What you need to do - Write out the records below once more, exactly as they stand.

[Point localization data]
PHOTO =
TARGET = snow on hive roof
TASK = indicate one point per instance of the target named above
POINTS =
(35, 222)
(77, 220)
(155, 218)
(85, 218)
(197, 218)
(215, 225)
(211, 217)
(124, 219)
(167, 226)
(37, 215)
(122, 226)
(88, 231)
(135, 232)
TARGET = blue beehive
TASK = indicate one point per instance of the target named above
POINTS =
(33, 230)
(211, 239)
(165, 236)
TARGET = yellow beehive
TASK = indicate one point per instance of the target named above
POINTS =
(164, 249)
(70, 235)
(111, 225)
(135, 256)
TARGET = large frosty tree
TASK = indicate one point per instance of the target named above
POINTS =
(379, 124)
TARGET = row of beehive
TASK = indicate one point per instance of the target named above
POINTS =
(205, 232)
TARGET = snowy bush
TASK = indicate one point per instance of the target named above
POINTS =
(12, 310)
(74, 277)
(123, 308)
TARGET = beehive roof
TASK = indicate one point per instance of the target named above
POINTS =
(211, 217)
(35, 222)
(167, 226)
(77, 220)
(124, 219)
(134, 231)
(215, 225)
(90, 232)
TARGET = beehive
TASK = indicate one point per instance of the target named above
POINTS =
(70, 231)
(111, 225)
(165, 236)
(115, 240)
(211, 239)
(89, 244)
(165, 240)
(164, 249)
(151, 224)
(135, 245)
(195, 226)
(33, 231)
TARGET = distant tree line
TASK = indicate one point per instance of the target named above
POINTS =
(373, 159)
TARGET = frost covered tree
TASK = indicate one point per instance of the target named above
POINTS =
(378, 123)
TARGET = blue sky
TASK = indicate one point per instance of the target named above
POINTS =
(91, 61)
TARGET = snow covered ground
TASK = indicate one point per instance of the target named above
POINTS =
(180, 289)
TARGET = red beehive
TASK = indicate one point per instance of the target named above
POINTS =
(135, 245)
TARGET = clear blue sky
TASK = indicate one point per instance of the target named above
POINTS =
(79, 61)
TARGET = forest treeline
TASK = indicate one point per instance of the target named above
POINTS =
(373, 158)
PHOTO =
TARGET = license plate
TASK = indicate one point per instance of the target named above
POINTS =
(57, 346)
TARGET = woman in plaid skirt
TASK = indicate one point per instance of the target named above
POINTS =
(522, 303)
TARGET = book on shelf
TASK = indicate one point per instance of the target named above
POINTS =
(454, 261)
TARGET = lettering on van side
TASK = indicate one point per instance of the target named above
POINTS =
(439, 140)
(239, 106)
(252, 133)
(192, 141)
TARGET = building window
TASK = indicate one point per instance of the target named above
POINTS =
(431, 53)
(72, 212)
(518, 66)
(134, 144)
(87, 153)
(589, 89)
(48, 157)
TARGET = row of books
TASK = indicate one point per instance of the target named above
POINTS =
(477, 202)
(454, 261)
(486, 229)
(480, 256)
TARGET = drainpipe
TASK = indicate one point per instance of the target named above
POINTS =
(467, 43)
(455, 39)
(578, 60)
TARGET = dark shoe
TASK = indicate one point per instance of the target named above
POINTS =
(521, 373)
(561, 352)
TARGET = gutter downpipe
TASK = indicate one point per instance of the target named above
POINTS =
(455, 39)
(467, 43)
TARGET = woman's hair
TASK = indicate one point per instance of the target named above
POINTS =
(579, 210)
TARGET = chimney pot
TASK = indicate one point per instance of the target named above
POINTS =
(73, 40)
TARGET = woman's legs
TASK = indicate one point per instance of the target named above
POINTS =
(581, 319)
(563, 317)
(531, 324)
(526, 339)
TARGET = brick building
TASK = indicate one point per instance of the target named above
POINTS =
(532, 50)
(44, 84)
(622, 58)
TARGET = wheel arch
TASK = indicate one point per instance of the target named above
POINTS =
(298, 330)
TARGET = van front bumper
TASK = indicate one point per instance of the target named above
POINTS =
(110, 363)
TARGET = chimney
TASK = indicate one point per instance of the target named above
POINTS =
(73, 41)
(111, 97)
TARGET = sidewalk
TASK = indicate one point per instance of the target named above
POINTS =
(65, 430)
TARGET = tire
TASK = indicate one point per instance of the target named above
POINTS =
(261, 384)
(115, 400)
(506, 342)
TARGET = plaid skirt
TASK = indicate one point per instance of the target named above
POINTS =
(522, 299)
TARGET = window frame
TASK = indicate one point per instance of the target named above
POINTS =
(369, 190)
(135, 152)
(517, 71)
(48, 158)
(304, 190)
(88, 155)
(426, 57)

Task output -
PHOTO =
TARGET = snow on hive roof
TASK = indicate one point per instance of the target named above
POINTS =
(35, 222)
(77, 220)
(155, 218)
(85, 218)
(197, 218)
(215, 225)
(211, 217)
(124, 219)
(167, 226)
(37, 215)
(122, 226)
(88, 231)
(135, 232)
TARGET = blue beehive
TASK = indicate one point per instance of the target named above
POINTS =
(33, 230)
(211, 239)
(165, 236)
TARGET = yellow beehive
TASK = indicate one point per instance of the target named above
POINTS =
(164, 249)
(70, 235)
(111, 225)
(135, 256)
TARGET = large frosty tree
TASK = indicate one point per instance of the target named above
POINTS =
(379, 124)
TARGET = row of beehive
TASK = indicate one point per instance of the target named above
POINTS =
(205, 232)
TARGET = snowy bush
TASK = indicate one point per instance of the target named above
POINTS =
(12, 310)
(74, 277)
(123, 308)
TARGET = beehive roof
TASK = indicate one point per instance of the target named above
POINTS =
(211, 217)
(35, 222)
(167, 226)
(77, 220)
(124, 219)
(134, 231)
(215, 225)
(90, 232)
TARGET = beehive
TASK = indicate one point per instance of the target named above
POINTS =
(70, 231)
(111, 225)
(165, 236)
(115, 240)
(211, 239)
(89, 244)
(165, 240)
(164, 249)
(151, 224)
(135, 245)
(195, 226)
(33, 231)
TARGET = distant tree line
TASK = indicate one point per instance of the target named above
POINTS =
(373, 159)
TARGET = frost covered tree
TASK = indicate one point per instance of the target named above
POINTS =
(378, 123)
TARGET = blue sky
TASK = indicate one point per instance of the target named above
POINTS =
(91, 61)
TARGET = snow covered ground
TASK = indicate one point per instance of the target named above
POINTS =
(180, 289)
TARGET = red beehive
TASK = indicate one point per instance of the target named above
POINTS =
(135, 245)
TARGET = clear blue sky
TASK = indicate one point per instance of the target named above
POINTS =
(79, 61)
TARGET = forest treeline
TASK = indicate one point per instance of the target named above
POINTS =
(373, 158)
PHOTO =
TARGET = license plate
TASK = indicate one point per instance of the target named above
POINTS =
(57, 346)
TARGET = woman in plaid skirt
TASK = indicate one point per instance of the target named above
POINTS =
(522, 303)
TARGET = book on shelf
TASK = indicate one point per instance of the target named above
POINTS =
(454, 261)
TARGET = lettering on van side
TASK = indicate one point per instance of the target named above
POINTS =
(439, 140)
(239, 106)
(252, 133)
(192, 141)
TARGET = building window
TASK = indicate one point per instance of the target named above
POINTS =
(431, 53)
(72, 212)
(518, 66)
(134, 144)
(87, 153)
(589, 89)
(48, 157)
TARGET = row of books
TASK = indicate one point per instance of the target named above
POINTS =
(477, 202)
(454, 261)
(486, 229)
(480, 256)
TARGET = drainpipe
TASK = indicate one point per instance of the target named above
POINTS =
(467, 43)
(455, 39)
(578, 60)
TARGET = dark shoe
TASK = indicate one point per instance of the target named above
POINTS =
(521, 373)
(561, 352)
TARGET = gutter downpipe
TASK = indicate one point per instance of the target named above
POINTS =
(455, 39)
(467, 43)
TARGET = woman's hair
TASK = indicate one point per instance of the target named above
POINTS =
(579, 210)
TARGET = chimney pot
TASK = indicate one point per instance of the target named above
POINTS =
(73, 40)
TARGET = woman's legs
TASK = indicate one point per instance of the target named above
POINTS =
(581, 319)
(563, 317)
(531, 324)
(526, 339)
TARGET = brick building
TASK = indicate one point per instance of the target named above
POINTS =
(532, 50)
(44, 84)
(622, 58)
TARGET = wheel arch
TASK = indicate one point per instance of the target named above
POINTS =
(298, 330)
TARGET = van front bumper
TASK = indicate one point per instance of the target named above
POINTS =
(110, 363)
TARGET = chimney
TASK = indicate one point per instance of the target named above
POINTS =
(73, 41)
(111, 97)
TARGET = sidewalk
TASK = indicate one point per instance of the target named above
POINTS =
(65, 430)
TARGET = tire
TASK = indicate one point per instance of the target named above
POINTS =
(261, 384)
(115, 400)
(506, 342)
TARGET = plaid skirt
TASK = indicate one point per instance of the target named above
POINTS =
(522, 299)
TARGET = window frame
TASK = indicate one point per instance of the target named above
POINTS =
(369, 190)
(135, 152)
(517, 71)
(48, 158)
(304, 190)
(88, 155)
(426, 57)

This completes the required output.